Exercise -
Find every line in the data that contains the word "marker". Return each of those lines.

Materials provided: Begin

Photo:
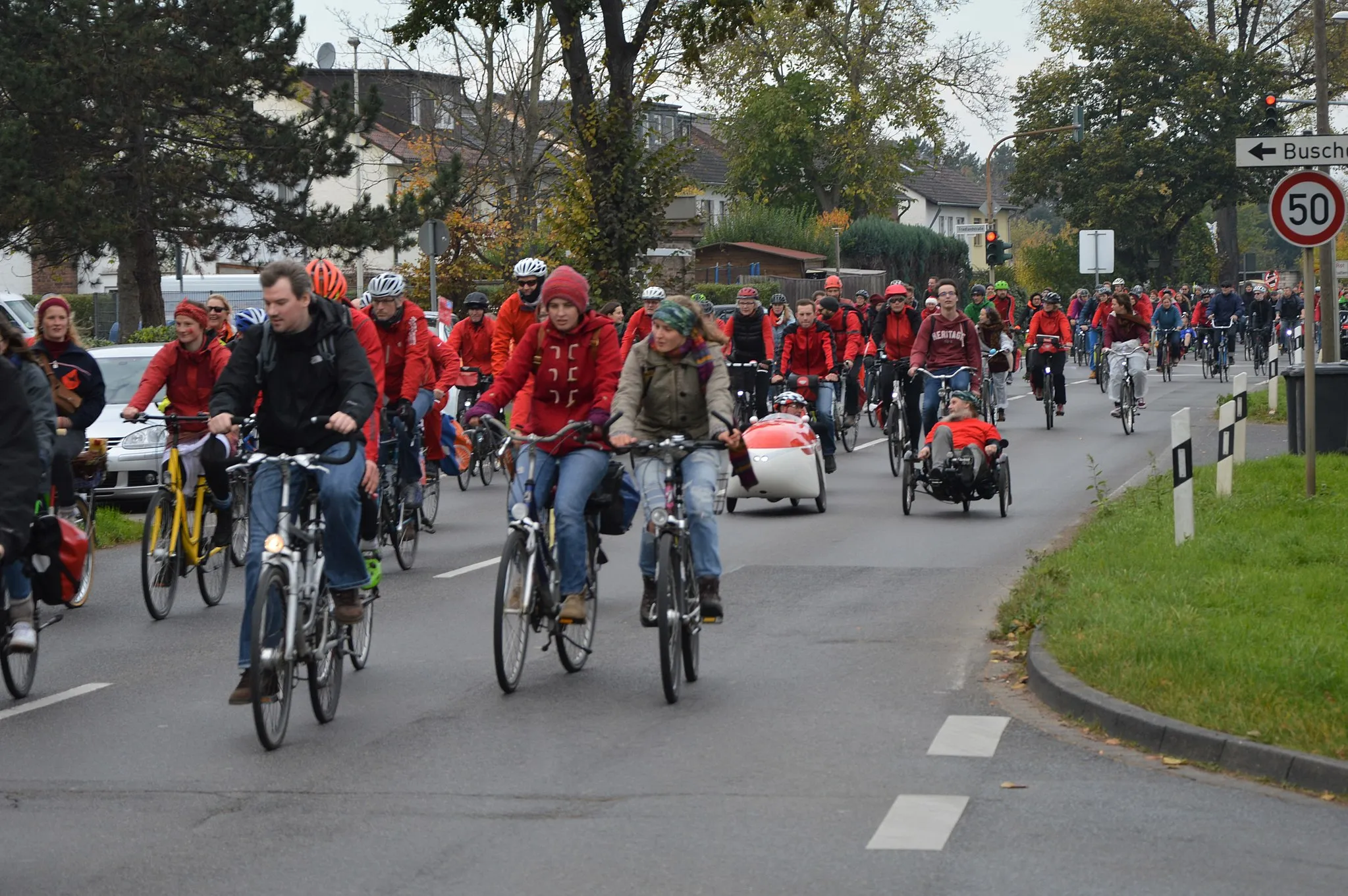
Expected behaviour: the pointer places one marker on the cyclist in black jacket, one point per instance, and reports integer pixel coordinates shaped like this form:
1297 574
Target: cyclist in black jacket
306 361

Materials provided: End
Materials provided: Begin

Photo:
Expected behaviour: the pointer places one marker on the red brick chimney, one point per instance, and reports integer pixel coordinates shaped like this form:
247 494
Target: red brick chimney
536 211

Materials provided: End

Response to the task -
Expected behaviour: the pointer places one marker on the cyclist in black jacket, one point per instance, and reports integer pixel coordinates shaped like this form:
Expected behaviour: the pointer places one marker on the red brick chimney, one point per instance, and reports integer pixel coordinates shaped like this form:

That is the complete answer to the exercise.